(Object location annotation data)
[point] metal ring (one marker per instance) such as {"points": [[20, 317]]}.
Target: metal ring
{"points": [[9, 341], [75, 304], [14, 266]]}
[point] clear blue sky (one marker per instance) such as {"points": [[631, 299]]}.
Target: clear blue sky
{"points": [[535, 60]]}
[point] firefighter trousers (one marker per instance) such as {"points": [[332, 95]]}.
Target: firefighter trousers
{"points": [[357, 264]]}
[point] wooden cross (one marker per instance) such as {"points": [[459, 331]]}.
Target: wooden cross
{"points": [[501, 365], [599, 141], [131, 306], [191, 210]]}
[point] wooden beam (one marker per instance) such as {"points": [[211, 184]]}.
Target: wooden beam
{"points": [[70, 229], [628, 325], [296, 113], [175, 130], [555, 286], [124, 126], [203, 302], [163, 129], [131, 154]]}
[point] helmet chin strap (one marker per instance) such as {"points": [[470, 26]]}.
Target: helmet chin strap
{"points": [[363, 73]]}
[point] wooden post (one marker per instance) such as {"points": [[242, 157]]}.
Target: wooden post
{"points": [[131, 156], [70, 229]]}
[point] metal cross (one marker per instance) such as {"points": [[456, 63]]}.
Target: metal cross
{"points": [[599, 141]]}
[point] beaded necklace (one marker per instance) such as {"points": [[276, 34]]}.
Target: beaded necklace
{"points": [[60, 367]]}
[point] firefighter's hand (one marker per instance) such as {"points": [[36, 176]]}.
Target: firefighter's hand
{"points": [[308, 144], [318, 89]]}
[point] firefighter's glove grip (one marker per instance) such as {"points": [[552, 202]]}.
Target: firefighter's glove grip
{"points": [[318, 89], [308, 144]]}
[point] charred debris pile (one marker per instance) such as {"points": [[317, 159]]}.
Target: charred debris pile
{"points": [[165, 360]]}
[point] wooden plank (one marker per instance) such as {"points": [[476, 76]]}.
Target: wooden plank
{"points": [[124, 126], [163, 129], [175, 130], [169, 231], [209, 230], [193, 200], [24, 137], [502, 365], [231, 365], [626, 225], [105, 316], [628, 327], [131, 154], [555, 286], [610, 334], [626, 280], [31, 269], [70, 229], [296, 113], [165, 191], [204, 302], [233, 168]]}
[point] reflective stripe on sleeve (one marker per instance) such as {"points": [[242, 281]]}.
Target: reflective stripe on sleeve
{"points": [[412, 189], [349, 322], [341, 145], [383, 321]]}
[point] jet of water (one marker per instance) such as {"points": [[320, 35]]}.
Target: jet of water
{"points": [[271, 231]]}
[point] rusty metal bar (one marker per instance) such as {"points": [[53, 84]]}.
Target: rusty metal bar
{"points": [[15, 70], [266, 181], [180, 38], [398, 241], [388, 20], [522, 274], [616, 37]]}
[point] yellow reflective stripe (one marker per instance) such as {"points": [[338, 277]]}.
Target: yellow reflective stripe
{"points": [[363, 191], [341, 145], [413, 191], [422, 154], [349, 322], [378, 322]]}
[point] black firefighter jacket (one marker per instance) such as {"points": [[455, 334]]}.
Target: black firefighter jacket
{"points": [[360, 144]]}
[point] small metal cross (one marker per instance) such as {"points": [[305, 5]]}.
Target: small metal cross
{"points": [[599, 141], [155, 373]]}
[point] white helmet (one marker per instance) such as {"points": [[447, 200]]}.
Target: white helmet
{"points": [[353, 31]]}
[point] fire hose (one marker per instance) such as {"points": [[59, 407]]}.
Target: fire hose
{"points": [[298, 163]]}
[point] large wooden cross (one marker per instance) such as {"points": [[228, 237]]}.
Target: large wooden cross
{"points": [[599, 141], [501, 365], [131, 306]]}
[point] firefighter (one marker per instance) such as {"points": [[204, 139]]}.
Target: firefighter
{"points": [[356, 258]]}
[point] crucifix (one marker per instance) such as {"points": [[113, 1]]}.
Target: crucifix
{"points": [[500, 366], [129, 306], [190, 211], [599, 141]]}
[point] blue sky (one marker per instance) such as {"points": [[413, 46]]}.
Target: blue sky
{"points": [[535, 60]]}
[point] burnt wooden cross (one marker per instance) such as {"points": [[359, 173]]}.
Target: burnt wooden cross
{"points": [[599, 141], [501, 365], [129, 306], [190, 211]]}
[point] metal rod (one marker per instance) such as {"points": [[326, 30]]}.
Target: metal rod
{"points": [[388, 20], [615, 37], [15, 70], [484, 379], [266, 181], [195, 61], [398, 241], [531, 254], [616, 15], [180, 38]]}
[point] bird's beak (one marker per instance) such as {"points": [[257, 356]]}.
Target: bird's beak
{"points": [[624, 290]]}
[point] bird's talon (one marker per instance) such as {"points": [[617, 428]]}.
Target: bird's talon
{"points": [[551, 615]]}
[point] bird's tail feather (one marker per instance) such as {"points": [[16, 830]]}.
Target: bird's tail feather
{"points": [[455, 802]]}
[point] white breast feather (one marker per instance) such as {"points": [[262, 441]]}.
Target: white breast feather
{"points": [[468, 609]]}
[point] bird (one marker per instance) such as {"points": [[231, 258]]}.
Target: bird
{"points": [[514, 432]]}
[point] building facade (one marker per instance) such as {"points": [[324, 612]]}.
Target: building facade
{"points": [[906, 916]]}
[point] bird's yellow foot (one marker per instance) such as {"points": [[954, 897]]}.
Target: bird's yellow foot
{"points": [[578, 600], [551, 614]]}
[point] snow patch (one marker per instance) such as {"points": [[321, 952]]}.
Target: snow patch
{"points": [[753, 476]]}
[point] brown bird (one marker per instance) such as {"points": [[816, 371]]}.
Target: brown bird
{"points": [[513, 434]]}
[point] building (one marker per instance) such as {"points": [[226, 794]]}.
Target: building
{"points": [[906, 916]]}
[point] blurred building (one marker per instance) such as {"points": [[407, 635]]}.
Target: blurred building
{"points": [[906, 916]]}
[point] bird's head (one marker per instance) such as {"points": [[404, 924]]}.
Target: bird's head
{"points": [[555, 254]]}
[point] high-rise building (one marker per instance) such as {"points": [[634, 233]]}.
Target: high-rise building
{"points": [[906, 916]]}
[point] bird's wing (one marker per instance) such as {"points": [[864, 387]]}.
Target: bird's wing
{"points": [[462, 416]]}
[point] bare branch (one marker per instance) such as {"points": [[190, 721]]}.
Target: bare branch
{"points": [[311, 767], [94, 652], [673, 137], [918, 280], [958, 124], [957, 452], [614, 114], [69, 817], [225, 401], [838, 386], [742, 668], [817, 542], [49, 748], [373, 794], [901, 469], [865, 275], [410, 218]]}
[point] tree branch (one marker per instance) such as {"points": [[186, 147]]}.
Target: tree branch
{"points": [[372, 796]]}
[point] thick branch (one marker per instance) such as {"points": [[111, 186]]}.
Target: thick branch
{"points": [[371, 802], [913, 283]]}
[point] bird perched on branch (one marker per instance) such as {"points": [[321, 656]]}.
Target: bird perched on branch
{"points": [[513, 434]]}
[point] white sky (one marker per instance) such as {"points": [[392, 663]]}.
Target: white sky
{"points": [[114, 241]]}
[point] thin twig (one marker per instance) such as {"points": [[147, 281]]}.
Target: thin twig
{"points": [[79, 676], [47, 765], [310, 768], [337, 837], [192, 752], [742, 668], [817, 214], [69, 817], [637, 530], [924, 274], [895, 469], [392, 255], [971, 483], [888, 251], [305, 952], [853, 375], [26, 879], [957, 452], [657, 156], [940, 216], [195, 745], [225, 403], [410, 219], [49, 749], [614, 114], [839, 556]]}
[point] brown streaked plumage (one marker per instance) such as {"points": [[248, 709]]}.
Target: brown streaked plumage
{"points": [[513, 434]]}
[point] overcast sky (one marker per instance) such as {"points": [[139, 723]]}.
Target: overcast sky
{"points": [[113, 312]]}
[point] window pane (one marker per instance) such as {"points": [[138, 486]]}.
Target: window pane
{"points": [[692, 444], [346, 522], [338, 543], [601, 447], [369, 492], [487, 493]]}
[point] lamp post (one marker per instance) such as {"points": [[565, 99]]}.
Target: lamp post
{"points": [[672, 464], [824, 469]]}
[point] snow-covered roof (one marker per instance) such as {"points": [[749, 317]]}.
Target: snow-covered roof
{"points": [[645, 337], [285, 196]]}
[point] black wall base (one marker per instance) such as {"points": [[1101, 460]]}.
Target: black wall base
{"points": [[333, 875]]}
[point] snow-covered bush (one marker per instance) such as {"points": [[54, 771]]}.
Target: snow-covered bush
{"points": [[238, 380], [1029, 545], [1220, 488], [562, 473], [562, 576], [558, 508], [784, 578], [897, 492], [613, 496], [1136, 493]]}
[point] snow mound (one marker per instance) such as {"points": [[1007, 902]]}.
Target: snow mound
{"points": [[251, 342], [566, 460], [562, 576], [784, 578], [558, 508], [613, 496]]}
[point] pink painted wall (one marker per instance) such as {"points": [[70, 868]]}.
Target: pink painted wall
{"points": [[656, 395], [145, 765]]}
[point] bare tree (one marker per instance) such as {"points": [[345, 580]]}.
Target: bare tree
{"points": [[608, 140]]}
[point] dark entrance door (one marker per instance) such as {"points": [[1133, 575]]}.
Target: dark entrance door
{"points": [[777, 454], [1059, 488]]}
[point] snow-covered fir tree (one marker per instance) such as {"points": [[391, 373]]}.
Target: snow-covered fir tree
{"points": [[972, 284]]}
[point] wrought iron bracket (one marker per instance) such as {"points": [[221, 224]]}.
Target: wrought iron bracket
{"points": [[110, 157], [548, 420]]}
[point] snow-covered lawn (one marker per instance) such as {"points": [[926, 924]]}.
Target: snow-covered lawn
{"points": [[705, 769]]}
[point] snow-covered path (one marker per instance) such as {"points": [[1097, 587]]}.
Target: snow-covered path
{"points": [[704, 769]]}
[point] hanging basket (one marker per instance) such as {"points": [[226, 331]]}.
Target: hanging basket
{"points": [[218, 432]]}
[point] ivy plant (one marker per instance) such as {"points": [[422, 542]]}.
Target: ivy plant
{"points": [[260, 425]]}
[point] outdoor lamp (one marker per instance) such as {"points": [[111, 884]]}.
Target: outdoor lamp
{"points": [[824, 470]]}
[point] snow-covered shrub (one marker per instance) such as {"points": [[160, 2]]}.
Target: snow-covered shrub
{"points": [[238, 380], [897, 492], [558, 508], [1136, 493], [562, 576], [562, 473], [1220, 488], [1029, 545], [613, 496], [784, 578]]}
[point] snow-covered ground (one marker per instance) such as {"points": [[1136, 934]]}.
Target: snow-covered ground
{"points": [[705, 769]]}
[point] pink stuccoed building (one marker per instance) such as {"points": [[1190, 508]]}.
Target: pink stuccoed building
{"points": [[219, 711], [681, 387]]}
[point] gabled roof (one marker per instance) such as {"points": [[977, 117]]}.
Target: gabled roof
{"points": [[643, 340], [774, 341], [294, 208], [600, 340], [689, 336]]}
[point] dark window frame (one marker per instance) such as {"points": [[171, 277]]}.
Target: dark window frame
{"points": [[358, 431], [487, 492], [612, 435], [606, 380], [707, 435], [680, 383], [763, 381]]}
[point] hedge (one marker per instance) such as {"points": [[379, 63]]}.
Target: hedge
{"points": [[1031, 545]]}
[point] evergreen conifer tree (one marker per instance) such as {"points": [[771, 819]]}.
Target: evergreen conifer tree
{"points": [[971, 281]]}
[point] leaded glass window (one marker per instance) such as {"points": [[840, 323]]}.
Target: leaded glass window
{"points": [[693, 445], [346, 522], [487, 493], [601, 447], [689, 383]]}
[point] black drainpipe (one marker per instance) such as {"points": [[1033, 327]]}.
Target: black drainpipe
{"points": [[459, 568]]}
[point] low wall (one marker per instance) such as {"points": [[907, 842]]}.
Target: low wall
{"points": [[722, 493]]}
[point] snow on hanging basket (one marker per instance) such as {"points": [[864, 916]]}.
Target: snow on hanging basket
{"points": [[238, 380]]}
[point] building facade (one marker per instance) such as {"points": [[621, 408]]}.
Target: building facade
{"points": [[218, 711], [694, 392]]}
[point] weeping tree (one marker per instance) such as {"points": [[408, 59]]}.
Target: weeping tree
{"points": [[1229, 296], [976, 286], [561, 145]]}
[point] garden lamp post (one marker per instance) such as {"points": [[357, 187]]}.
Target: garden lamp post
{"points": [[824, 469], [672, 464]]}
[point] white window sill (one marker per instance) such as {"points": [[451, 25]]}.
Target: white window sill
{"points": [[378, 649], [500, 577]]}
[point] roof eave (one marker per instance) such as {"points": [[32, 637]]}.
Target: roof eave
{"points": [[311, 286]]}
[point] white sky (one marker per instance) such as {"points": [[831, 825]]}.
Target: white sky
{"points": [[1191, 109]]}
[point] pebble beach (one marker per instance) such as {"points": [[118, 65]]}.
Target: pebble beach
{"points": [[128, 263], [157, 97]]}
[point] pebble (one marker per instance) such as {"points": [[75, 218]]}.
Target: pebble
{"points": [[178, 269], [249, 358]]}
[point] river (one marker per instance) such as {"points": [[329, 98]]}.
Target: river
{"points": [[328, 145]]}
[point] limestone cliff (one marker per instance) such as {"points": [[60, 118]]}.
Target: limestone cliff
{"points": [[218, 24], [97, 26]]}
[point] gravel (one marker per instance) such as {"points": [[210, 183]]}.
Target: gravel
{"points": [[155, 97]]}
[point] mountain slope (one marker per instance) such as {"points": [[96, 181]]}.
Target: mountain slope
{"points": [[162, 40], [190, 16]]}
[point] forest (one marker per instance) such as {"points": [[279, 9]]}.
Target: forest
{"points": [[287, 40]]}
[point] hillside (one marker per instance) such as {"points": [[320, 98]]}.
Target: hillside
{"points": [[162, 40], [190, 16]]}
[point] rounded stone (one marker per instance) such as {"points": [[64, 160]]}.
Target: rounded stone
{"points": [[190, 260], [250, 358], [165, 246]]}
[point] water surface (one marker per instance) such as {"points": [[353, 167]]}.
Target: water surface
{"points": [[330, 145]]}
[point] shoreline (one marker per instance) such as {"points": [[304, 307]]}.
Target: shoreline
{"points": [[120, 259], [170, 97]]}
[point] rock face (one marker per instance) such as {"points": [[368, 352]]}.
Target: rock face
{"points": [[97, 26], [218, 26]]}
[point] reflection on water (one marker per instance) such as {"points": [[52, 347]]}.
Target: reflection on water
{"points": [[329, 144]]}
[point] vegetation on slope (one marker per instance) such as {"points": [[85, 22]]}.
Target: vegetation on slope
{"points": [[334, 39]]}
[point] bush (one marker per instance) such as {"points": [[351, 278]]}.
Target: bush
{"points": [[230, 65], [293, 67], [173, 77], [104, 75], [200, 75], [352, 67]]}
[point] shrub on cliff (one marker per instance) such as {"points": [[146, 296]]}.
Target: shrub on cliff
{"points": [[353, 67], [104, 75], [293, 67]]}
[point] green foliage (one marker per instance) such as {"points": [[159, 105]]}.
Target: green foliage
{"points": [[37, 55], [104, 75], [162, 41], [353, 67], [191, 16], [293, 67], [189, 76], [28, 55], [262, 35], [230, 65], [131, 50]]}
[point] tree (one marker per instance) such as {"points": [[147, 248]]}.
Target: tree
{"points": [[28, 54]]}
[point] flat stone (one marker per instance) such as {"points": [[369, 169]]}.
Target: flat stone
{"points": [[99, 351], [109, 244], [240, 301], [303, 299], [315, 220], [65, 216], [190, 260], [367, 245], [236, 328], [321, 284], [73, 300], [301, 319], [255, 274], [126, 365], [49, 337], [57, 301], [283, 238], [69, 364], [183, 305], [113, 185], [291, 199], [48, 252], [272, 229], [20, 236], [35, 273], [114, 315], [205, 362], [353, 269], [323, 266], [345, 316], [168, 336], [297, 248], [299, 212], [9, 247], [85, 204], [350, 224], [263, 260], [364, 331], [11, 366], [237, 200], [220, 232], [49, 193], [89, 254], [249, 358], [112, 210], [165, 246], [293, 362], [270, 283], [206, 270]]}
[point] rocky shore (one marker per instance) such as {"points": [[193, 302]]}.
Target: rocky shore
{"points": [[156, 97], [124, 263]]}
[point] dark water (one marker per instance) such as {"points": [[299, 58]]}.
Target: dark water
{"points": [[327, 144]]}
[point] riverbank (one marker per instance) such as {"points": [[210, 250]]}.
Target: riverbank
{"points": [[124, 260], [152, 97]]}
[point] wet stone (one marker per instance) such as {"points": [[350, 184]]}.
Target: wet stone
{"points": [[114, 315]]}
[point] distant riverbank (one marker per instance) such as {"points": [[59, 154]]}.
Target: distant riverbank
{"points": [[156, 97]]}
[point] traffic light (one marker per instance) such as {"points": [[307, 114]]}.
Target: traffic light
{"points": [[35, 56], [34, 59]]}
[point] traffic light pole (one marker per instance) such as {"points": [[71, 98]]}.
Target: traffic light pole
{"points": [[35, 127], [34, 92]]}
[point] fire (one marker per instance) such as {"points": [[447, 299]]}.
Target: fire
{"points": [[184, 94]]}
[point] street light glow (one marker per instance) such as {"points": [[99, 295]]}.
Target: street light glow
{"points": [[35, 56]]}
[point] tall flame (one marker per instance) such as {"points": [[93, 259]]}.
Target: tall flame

PROBLEM STATEMENT –
Output the line that contains "[point] distant riverbank", followed by every later line in the listing, with no line omitted and none added.

RESPONSE TO THIS TASK –
[point] distant riverbank (one marker per instance) such as {"points": [[59, 154]]}.
Target: distant riverbank
{"points": [[156, 97]]}
[point] traffic light (one marker per instance) such as {"points": [[307, 114]]}.
Target: traffic light
{"points": [[35, 56], [34, 59]]}
[point] traffic light pole (one marker per instance) such as {"points": [[71, 98]]}.
Target: traffic light pole
{"points": [[35, 127], [34, 92]]}
[point] fire (one marker per instance) such as {"points": [[447, 299]]}.
Target: fire
{"points": [[184, 94]]}
[point] street light glow (one marker per instance) such as {"points": [[99, 295]]}.
Target: street light glow
{"points": [[35, 56]]}
[point] tall flame (one marker per instance) such as {"points": [[93, 259]]}.
Target: tall flame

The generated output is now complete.